| Article |
Attention score is defined per token in the attention formulation, the normalized attention score is simply:

\begin{equation}
    \begin{aligned}
        softmax \left(\frac{QK^{T}}{\sqrt d_{k}}\right)
    \end{aligned}
\end{equation}

### How to visualize attention scores

1. Mean attention distance: distance weighted attention score.
2. Attention Rollout: recursively scaling weighted attention score from output to input.
3. Attention heatmaps: visualize normalized attention score per token.

In this lab, we will visualize the attention map with respect to the CLS token to get a better idea of what the model is attending to when it comes to classification.

For further challenges and understanding, we will examine intra-token attentions based on some metrics.

## Lab: visualize attention heatmap

In [None]:
import os
os.environ["TF_USE_LEGACY_KERAS"] = "1"

| Task |
Answer these questions from the attention-score text above.
(a) What does Attention Rollout do?
(b) The lab visualizes the attention map with respect to which token?
(c) Which environment variable does the code set, and to what value?

| Raw data |
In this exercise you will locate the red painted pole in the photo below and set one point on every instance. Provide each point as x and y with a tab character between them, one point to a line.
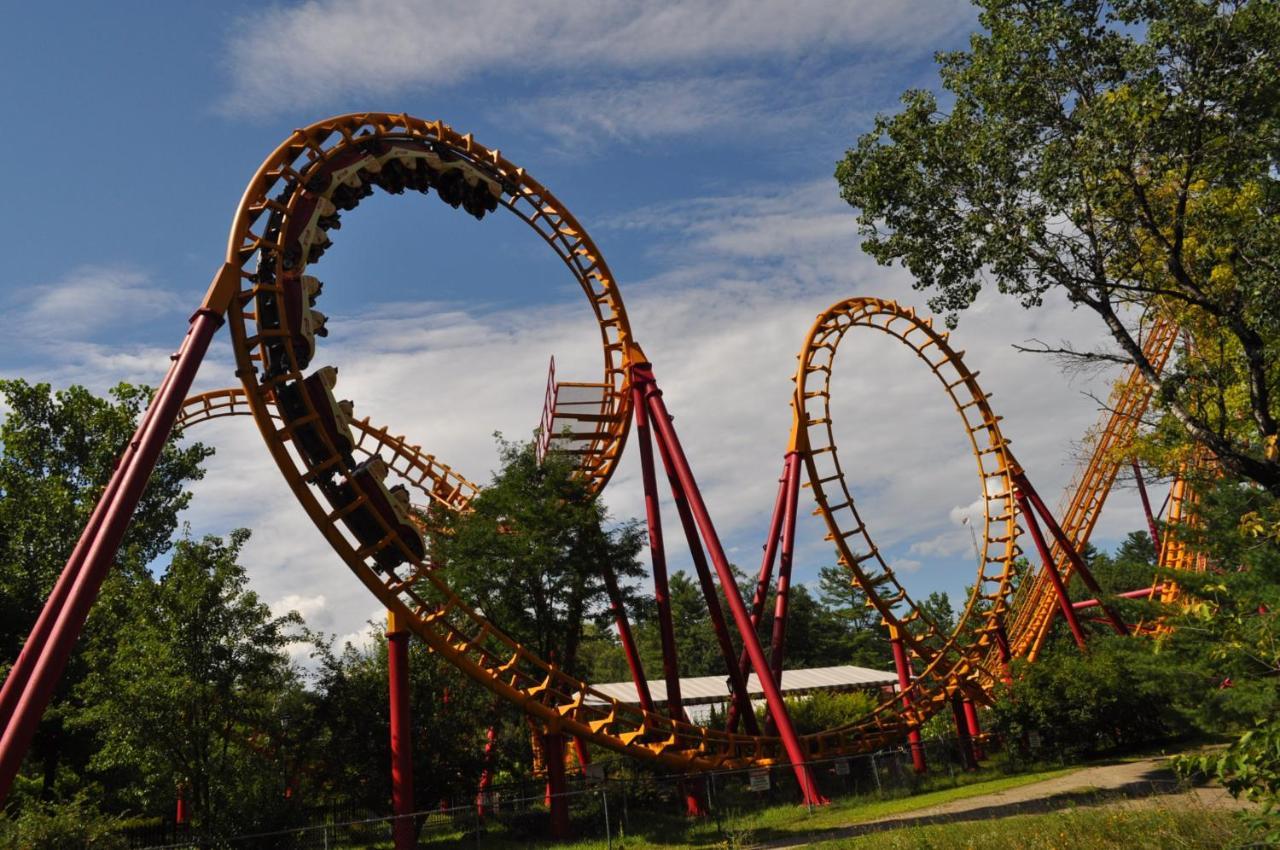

| Answer for this exercise |
(a) It recursively scales the weighted attention score from output to input.
(b) The CLS token.
(c) TF_USE_LEGACY_KERAS, set to "1".